* Task goal *
Copy the records word for word, from the line containing "Would you mind marking the spectator" through the last line of the records.

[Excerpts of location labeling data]

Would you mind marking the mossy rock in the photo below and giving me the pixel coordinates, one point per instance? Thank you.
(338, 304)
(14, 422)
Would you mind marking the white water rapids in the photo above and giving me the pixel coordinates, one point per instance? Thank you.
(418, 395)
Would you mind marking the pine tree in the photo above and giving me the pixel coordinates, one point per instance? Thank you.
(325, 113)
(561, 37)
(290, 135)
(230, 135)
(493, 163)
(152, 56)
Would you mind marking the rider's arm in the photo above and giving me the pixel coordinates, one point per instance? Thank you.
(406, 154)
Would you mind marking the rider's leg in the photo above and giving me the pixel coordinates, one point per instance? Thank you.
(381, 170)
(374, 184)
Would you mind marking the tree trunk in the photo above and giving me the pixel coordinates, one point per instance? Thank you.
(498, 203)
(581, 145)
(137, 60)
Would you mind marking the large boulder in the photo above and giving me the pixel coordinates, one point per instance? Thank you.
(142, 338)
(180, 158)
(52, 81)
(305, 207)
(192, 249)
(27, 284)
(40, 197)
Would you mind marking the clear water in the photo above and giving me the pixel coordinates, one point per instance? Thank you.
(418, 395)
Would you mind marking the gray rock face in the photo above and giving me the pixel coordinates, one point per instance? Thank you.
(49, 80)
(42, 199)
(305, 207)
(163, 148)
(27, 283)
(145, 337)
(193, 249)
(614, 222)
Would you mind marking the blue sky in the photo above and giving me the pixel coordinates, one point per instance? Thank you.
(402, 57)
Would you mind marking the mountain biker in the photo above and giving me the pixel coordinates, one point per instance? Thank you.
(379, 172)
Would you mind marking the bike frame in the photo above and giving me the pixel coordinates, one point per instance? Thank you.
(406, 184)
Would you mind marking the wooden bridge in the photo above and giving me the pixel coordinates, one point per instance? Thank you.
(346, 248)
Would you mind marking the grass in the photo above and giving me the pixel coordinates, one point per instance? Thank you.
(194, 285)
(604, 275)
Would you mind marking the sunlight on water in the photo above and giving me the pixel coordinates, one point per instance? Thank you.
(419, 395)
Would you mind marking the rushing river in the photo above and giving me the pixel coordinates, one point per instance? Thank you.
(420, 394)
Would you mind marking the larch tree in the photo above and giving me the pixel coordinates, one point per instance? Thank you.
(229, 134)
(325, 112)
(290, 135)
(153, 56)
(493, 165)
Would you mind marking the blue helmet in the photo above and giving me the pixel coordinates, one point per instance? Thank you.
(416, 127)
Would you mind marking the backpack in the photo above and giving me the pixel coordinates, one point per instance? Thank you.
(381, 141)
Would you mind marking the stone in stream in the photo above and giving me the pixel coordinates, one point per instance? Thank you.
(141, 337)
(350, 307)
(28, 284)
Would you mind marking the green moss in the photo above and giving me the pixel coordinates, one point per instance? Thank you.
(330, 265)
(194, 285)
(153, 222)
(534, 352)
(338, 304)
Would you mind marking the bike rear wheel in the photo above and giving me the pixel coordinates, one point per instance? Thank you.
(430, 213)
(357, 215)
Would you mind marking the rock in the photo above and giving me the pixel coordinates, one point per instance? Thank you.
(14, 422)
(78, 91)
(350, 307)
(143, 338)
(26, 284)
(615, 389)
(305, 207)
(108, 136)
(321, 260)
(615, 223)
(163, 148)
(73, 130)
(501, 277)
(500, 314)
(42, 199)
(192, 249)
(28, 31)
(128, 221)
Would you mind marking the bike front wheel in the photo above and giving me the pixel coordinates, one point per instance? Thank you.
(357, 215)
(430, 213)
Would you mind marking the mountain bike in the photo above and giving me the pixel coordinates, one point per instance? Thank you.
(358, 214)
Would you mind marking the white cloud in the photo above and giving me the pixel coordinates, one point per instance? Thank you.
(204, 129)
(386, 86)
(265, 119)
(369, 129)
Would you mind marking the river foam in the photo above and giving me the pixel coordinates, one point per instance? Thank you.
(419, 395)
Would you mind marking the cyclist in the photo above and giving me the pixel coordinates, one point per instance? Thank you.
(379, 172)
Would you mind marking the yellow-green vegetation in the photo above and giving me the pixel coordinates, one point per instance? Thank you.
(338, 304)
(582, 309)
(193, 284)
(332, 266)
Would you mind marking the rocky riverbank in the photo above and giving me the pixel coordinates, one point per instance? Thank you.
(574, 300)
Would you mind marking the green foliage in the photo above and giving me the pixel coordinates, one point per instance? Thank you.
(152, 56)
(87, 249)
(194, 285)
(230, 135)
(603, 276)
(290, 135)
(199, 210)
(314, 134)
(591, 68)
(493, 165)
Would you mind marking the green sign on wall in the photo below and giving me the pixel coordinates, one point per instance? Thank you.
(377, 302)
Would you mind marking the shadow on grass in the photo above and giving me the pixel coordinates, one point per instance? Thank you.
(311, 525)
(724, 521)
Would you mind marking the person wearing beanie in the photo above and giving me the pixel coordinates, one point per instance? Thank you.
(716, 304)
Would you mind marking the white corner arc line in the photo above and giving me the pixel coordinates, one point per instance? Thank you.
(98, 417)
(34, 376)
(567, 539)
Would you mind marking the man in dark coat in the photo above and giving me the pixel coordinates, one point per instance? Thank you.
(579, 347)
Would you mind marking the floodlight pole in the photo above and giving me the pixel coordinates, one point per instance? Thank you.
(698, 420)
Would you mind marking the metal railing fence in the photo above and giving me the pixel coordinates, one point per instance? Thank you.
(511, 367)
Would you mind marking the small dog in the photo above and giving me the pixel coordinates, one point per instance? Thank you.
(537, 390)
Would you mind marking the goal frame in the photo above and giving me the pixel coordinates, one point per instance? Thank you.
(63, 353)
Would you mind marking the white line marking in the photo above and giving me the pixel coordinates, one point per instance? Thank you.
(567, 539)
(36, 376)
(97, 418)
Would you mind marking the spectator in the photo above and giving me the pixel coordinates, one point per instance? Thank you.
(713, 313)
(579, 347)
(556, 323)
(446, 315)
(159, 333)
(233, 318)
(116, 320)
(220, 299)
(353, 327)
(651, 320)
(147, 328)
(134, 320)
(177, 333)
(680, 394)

* In response *
Would you mind marking the spectator in the photo above and giving me the pixel coordinates, one point per instance? Thank you.
(713, 313)
(579, 347)
(556, 323)
(446, 315)
(159, 333)
(233, 318)
(116, 320)
(220, 299)
(353, 327)
(651, 320)
(147, 328)
(134, 320)
(177, 333)
(680, 394)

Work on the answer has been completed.